DATA TO PROCESS
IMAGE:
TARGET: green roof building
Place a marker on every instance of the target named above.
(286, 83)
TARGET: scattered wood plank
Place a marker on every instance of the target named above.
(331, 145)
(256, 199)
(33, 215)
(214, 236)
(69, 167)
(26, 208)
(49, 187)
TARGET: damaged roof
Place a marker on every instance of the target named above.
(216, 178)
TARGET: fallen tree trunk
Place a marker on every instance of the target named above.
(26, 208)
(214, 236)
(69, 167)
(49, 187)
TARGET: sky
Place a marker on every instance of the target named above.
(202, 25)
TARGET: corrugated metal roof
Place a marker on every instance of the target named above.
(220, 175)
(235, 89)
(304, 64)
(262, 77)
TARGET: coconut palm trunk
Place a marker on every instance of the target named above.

TASK TO COMPLETE
Restate the whole of the material exactly.

RESPONSE AREA
IMAGE:
TARGET: green roof building
Place a marker on every instance of the target named above.
(286, 83)
TARGET: scattered wood plank
Place a marker on every instance of the target named above.
(331, 145)
(256, 199)
(33, 215)
(214, 236)
(69, 167)
(26, 208)
(49, 187)
TARGET: damaged roof
Place a marker on every instance of the target named above.
(216, 178)
TARGET: fallen tree trunk
Place a marker on every instance of the target named above.
(26, 208)
(214, 236)
(69, 167)
(49, 187)
TARGET: sky
Place a marker on every instance of the target named above.
(202, 25)
TARGET: corrugated metal roof
Place a marker on every instance of the target named above.
(220, 175)
(235, 89)
(304, 64)
(262, 77)
TARGET: coconut palm trunk
Place a marker on every instance of the target named above.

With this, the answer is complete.